Grégoire Delacourt est-il bien un Homme ?
Une bonne fée s’est-elle penchée sur son berceau pour lui donner le don de lire dans le coeur des femmes et la capacité d’aussi bien les comprendre ?
Il m’avait déjà laissée complètement sur le carreau l’année dernière avec “Danser au bord de l’abîme” en racontant comment une femme, par un simple regard échangé avec un homme dans un café, quitte tout, mari et enfants pour partir avec cet inconnu qu’elle ne connait pas.
C’est tout à fait ce qu’une femme pourrait faire.
Envoyer tout valser sans réfléchir, sur un simple coup de tête, une complicité, une promesse dans le regard.
Dans ce livre là, Grégoire Delacourt décide d’aborder de façon originale l’angoisse principale de la femme quarantenaire : la peur de vieillir.
Pour cela, il utilise plusieurs personnages de femmes qu’il décrit avec beaucoup de justesse :
– Une mère qui part trop tôt
– Une amie qui s’inflige tout ce qu’elle peut pour retarder l’inéluctable
– Et Betty (ex. Martine rebaptisée ), Betty qui ne vieillit pas.
A partir de 30 ans, elle ne vieillit plus.
Son corps bien sûr vieillit de l’intérieur, mais son visage reste intact : sans ride, sans creux, sans relâchement, sans trace du temps qui passe.
Trente trois photos prises chaque année seront les seules témoins du temps qui a passé : même photographe, même fond blanc, même chemisier, même absence de sourire. Trente trois photos pour trente trois années d’un visage inchangé.
On se dit quelle chanceuse, on l’envie Betty de ne trouver aucune ride au coin de ses yeux…
” Vous rêvez toutes de ce qui m’est arrivé. Mais je suis une bête de foire.”
Sauf que ce cadeau empoisonné fiche sa vie en l’air.
Et je n’en dirai pas plus 😉
Grégoire Delecourt a décidé de prendre un angle original pour parler de cette angoisse des femmes en général : au lieu de nourrir les peurs de la vieillesse, il décortique les affres de l’éternelle jeunesse.
Le texte est beau, subtil, authentique, écrit avec tellement de perspicacité qu’on en arrive à penser qu’il a vécu dans le corps d’une femme, dans une autre vie.
= = = =
• [CONSIGNE A] D'après l'extrait à lire, en quoi l'angle choisi par Grégoire Delacourt pour aborder la peur de vieillir est-il original ? Répondez en une à trois phrases.
• [CONSIGNE B] Reprenez, s'il vous plaît, l'extrait à lire sur le roman de Grégoire Delacourt après sa dernière phrase, et poursuivez-le.
Le matériel qui suit est distinct de l'extrait à lire et n'a aucun lien avec lui.

• [Enregistrements d'annotation]
= = = =
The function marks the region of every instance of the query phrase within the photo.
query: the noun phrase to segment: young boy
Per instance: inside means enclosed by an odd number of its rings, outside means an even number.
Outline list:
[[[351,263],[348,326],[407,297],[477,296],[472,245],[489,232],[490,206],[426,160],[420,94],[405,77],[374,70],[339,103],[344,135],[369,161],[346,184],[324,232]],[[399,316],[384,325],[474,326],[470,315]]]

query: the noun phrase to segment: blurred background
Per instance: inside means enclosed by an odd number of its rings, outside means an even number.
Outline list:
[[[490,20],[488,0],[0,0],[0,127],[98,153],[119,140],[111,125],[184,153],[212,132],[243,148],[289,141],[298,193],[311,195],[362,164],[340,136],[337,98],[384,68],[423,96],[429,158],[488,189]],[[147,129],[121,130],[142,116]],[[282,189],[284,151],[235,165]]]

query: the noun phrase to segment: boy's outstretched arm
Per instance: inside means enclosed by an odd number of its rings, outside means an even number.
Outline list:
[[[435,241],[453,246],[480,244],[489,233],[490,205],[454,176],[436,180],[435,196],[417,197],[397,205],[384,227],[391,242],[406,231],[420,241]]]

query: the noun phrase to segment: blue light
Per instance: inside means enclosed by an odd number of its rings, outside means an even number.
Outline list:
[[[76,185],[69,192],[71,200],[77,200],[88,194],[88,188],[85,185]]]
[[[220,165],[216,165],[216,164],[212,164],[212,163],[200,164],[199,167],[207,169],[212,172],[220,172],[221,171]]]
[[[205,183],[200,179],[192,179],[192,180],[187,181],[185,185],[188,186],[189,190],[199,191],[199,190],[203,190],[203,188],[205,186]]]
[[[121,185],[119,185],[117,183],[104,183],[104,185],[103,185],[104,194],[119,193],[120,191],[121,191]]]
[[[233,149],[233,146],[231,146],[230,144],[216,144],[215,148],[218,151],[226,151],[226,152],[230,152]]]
= = = =
• [RÉPONSE RÉDIGÉE A] Au lieu de nourrir les peurs liées à la vieillesse, il décortique les affres de l'éternelle jeunesse. Il le fait à travers Betty, dont le visage ne vieillit plus à partir de 30 ans, un cadeau empoisonné qui fiche sa vie en l'air.

• [RÉPONSE RÉDIGÉE B]
Et puis j’aime la poésie de son écriture, presque un texte à lire à haute voix tellement ça sonne joliment. Ses mots sont beaux, ses idées sont justes, son texte est une madeleine à déguster tout doucement. J’aime son style qui m’émeut, qui me touche, qui me bouleverse.
Par dessus tout, mais peut-être n’est-ce qu’une impression, c’est un homme qui comprend les femmes.
Je vais l’accrocher sur mon miroir de salle de bains cette petite phrase
“La vieillesse est une victoire”
à la place de mon petit panneau qui disait ” What the F… happened ”
Juste pour le plaisir, à vous toutes qui vous scrutez dans le miroir….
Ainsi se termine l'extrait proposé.